To do - Copy out each line from the rows below that contains the string "chair", treating uppercase and lowercase letters as different.

Point annotations for photos
----

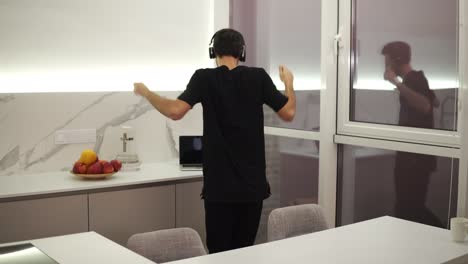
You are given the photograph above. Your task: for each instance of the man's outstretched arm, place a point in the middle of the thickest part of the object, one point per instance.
(288, 111)
(173, 109)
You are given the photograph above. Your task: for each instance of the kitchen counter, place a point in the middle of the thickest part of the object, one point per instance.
(59, 182)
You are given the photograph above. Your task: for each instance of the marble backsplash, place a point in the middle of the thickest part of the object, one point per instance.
(29, 121)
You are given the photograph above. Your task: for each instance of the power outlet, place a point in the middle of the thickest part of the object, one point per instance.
(77, 136)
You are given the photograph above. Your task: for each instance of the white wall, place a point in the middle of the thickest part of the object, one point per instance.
(102, 45)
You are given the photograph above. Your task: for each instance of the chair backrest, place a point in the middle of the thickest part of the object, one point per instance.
(295, 220)
(167, 245)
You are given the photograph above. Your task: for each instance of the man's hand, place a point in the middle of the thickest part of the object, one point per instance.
(140, 89)
(286, 75)
(390, 76)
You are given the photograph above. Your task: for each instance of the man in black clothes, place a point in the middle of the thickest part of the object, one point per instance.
(412, 171)
(232, 97)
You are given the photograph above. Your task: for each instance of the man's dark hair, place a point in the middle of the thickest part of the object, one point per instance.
(228, 42)
(399, 51)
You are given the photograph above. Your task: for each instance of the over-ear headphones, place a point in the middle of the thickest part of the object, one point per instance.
(212, 52)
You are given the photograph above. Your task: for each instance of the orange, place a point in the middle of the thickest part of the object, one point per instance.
(88, 156)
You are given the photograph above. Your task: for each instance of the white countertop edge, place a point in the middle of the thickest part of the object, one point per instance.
(90, 188)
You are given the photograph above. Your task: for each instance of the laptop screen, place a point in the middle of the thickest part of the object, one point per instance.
(24, 253)
(190, 150)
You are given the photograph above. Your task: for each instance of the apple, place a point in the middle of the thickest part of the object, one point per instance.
(117, 164)
(107, 167)
(79, 168)
(95, 168)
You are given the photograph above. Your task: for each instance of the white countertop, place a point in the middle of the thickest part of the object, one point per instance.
(62, 182)
(87, 247)
(381, 240)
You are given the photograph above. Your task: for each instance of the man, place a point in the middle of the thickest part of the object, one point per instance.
(232, 97)
(412, 171)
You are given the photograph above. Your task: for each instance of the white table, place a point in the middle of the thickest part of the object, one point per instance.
(381, 240)
(87, 247)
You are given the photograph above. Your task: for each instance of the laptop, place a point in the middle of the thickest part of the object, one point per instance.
(24, 254)
(190, 153)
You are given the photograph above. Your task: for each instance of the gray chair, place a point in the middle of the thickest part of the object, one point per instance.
(167, 245)
(295, 220)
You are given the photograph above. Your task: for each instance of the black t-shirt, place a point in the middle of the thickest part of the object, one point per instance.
(411, 163)
(409, 116)
(233, 136)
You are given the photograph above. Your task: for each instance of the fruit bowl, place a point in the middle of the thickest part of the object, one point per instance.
(94, 176)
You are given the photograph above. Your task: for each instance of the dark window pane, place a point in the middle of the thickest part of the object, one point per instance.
(418, 47)
(416, 187)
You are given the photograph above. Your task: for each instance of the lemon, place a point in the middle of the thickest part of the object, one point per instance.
(88, 156)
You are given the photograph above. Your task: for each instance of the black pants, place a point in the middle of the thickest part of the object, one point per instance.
(230, 226)
(412, 178)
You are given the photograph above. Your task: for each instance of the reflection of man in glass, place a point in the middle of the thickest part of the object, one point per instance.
(412, 171)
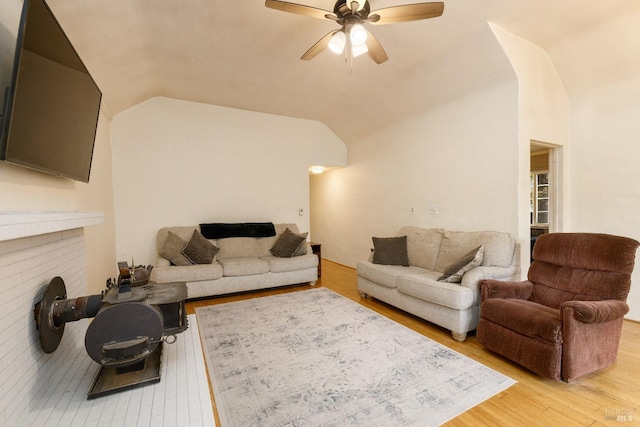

----

Finished exercise -
You are given the photograph above. Your task: for each instance of the chair backrest, place a point in the middle of the thickest part of the object, one point per instance.
You are given the photograph above. Your task: for each instance of the gray chair, place a point in the middle of the thickest part of the object, one point per instance.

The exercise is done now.